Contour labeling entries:

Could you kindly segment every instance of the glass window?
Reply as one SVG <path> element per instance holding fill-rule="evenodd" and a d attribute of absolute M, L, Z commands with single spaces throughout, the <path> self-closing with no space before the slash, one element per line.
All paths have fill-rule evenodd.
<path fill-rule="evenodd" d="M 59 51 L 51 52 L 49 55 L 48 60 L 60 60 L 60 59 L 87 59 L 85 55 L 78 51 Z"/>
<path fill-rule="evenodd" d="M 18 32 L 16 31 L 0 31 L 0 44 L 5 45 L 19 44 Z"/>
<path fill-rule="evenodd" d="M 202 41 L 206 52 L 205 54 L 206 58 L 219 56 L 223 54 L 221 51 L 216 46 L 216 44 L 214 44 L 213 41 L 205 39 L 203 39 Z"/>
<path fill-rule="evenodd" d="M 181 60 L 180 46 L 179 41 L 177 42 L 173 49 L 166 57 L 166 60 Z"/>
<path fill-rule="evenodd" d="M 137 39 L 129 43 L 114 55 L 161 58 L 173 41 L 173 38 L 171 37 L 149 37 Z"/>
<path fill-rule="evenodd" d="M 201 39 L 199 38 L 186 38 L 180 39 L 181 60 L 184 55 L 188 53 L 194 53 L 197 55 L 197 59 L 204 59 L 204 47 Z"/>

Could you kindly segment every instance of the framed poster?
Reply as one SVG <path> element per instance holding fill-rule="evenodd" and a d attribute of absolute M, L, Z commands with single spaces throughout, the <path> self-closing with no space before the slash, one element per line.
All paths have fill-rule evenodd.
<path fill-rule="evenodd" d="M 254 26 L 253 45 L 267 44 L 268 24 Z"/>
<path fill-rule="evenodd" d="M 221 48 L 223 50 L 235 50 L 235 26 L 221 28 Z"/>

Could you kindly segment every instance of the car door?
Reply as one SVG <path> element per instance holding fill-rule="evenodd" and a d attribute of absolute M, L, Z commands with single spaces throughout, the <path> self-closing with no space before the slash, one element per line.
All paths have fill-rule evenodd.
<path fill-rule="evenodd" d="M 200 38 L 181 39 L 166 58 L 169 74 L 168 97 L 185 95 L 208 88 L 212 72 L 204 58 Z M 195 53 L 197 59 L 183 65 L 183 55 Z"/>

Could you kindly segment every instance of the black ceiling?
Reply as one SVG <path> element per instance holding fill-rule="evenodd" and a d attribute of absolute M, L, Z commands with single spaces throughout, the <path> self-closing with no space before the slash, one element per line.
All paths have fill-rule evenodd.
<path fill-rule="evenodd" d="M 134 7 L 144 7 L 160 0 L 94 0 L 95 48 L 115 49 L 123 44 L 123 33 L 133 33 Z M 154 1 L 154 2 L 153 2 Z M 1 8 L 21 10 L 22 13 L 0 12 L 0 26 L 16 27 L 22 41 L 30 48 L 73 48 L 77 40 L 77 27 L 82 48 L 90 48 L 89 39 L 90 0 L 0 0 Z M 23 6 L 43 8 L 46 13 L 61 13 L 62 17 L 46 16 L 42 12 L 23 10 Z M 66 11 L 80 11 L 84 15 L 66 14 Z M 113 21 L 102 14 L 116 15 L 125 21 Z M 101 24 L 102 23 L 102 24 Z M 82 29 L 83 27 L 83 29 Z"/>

THE TASK: Format every line of the material above as a JSON list of strings, one string per line, omitting blank lines.

RESPONSE TO THIS TASK:
[
  "Could you kindly segment every instance of the glass window?",
  "Reply as one SVG <path> element per instance holding fill-rule=\"evenodd\" and a d attribute of absolute M, L, Z commands with single spaces throughout, the <path> self-closing with no space before the slash, one element per line.",
  "All paths have fill-rule evenodd.",
  "<path fill-rule=\"evenodd\" d=\"M 59 51 L 51 52 L 49 55 L 48 60 L 60 60 L 60 59 L 87 59 L 85 55 L 78 51 Z\"/>",
  "<path fill-rule=\"evenodd\" d=\"M 18 32 L 16 31 L 0 31 L 0 44 L 5 45 L 19 44 Z\"/>",
  "<path fill-rule=\"evenodd\" d=\"M 202 41 L 206 52 L 205 54 L 206 58 L 219 56 L 223 54 L 221 51 L 216 46 L 216 44 L 214 44 L 213 41 L 205 39 L 203 39 Z\"/>",
  "<path fill-rule=\"evenodd\" d=\"M 181 60 L 180 46 L 179 41 L 177 42 L 173 49 L 166 57 L 166 60 Z\"/>",
  "<path fill-rule=\"evenodd\" d=\"M 137 39 L 129 43 L 114 55 L 161 58 L 173 41 L 173 38 L 171 37 L 149 37 Z\"/>",
  "<path fill-rule=\"evenodd\" d=\"M 201 39 L 199 38 L 186 38 L 180 39 L 181 60 L 184 55 L 188 53 L 194 53 L 197 55 L 197 59 L 204 59 L 204 47 Z\"/>",
  "Could you kindly segment every instance of the framed poster?",
  "Reply as one SVG <path> element per instance holding fill-rule=\"evenodd\" and a d attribute of absolute M, L, Z commands with single spaces throughout, the <path> self-closing with no space before the slash, one element per line.",
  "All paths have fill-rule evenodd.",
  "<path fill-rule=\"evenodd\" d=\"M 254 26 L 253 45 L 267 44 L 268 24 Z\"/>",
  "<path fill-rule=\"evenodd\" d=\"M 221 48 L 223 50 L 235 50 L 235 26 L 221 28 Z\"/>",
  "Could you kindly segment every instance of the car door?",
  "Reply as one SVG <path> element per instance holding fill-rule=\"evenodd\" and a d attribute of absolute M, L, Z commands with single spaces throughout, the <path> self-closing with no space before the slash, one element per line.",
  "All paths have fill-rule evenodd.",
  "<path fill-rule=\"evenodd\" d=\"M 200 38 L 181 39 L 166 58 L 169 74 L 168 97 L 185 95 L 208 88 L 212 72 L 204 58 Z M 195 53 L 197 59 L 183 65 L 183 55 Z\"/>",
  "Could you kindly segment every instance of the black ceiling?",
  "Reply as one SVG <path> element per instance holding fill-rule=\"evenodd\" and a d attribute of absolute M, L, Z commands with single spaces throughout, the <path> self-closing with no space before the slash, one element per line.",
  "All paths have fill-rule evenodd.",
  "<path fill-rule=\"evenodd\" d=\"M 134 7 L 144 7 L 160 0 L 94 0 L 95 48 L 115 49 L 123 44 L 123 33 L 133 33 Z M 154 1 L 154 2 L 153 2 Z M 1 8 L 21 10 L 22 13 L 0 12 L 0 26 L 16 27 L 22 41 L 30 48 L 73 48 L 77 40 L 77 27 L 82 48 L 90 48 L 89 39 L 90 0 L 0 0 Z M 23 6 L 43 8 L 46 13 L 61 13 L 62 17 L 46 16 L 42 12 L 23 10 Z M 66 11 L 80 11 L 84 15 L 66 14 Z M 113 21 L 102 14 L 116 15 L 125 21 Z M 101 24 L 102 23 L 102 24 Z M 82 29 L 83 27 L 83 29 Z\"/>"
]